> Listing:
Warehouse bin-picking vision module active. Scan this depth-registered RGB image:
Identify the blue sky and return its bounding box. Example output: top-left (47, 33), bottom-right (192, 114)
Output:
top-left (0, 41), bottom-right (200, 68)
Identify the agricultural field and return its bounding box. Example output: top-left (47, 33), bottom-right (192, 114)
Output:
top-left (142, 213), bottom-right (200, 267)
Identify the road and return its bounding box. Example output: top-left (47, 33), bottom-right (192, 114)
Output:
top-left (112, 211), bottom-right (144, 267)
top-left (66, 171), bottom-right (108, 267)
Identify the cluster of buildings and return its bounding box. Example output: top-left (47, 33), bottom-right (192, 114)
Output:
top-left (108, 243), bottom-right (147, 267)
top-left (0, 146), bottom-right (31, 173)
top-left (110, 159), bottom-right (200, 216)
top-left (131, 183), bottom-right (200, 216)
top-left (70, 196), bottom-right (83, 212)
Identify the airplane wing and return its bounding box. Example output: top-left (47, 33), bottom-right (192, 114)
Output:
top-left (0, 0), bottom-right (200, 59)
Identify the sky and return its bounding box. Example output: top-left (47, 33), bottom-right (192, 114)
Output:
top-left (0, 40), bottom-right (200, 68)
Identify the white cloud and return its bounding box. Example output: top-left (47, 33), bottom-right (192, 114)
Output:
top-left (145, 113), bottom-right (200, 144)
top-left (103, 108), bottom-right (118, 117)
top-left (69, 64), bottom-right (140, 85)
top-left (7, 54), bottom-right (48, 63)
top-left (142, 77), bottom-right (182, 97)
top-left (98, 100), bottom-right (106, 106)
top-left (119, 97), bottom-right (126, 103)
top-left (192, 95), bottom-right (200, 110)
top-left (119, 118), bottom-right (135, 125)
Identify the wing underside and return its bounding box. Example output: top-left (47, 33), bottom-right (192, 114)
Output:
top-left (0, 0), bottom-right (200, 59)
--
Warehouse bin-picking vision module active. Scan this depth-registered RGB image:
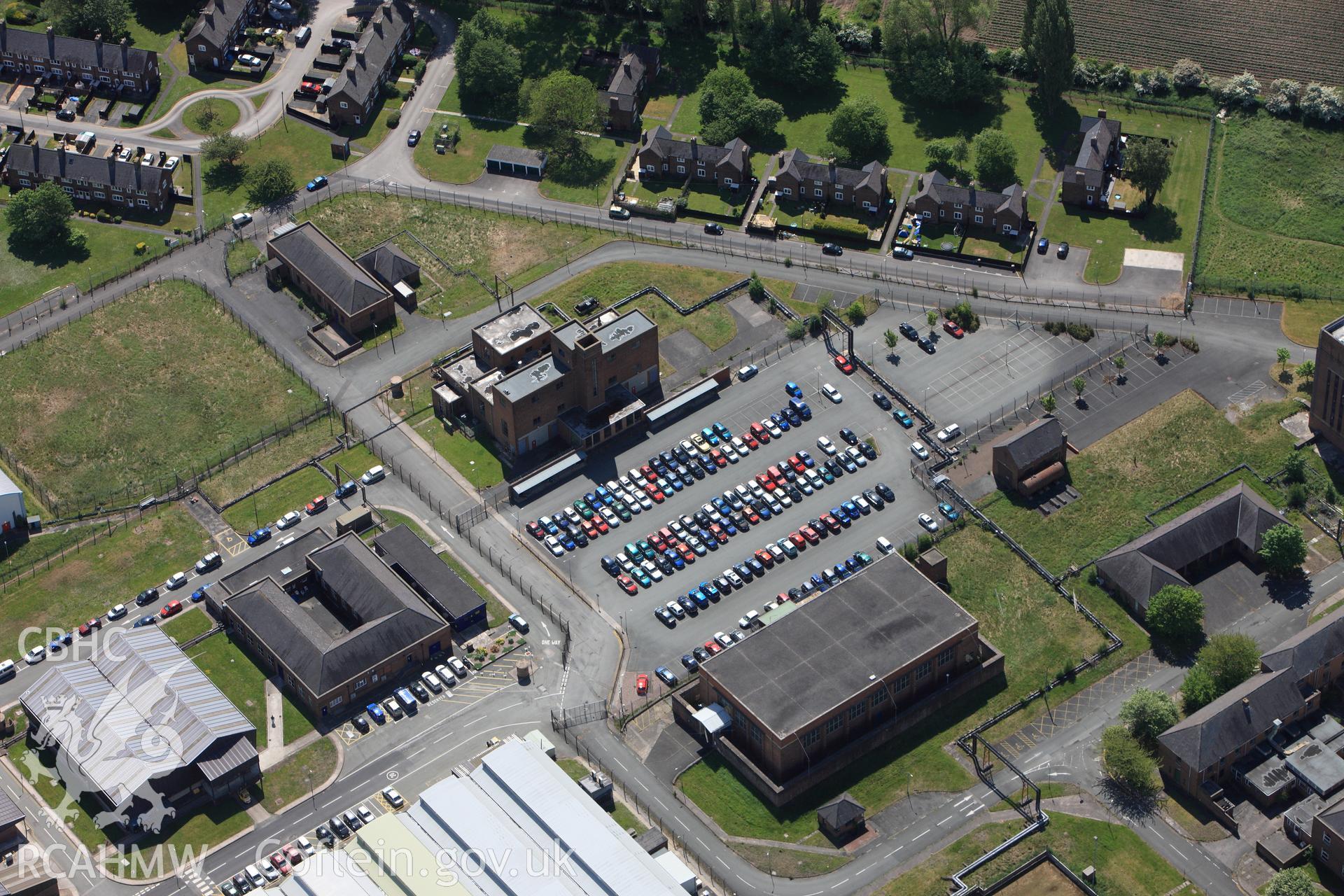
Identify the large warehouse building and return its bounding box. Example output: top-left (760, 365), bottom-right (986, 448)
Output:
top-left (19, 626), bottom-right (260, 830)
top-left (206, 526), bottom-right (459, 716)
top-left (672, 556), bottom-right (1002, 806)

> What is expected: Copy the items above word for word, starting at the line that contains "Identify the cluster" and ending at the line that contains "top-left (0, 40), bottom-right (200, 68)", with both of those lines included.

> Response to this exercise:
Identify the cluster of buildings and return its bounding box. Example output: top-left (47, 33), bottom-right (192, 114)
Output:
top-left (108, 243), bottom-right (147, 267)
top-left (0, 146), bottom-right (31, 173)
top-left (110, 159), bottom-right (200, 216)
top-left (131, 183), bottom-right (200, 216)
top-left (70, 196), bottom-right (83, 212)
Identify the airplane wing and return its bounding box. Example output: top-left (47, 33), bottom-right (192, 114)
Output:
top-left (0, 0), bottom-right (200, 59)
Identify the sky and return its bounding box. Example output: top-left (47, 33), bottom-right (192, 114)
Output:
top-left (0, 40), bottom-right (200, 68)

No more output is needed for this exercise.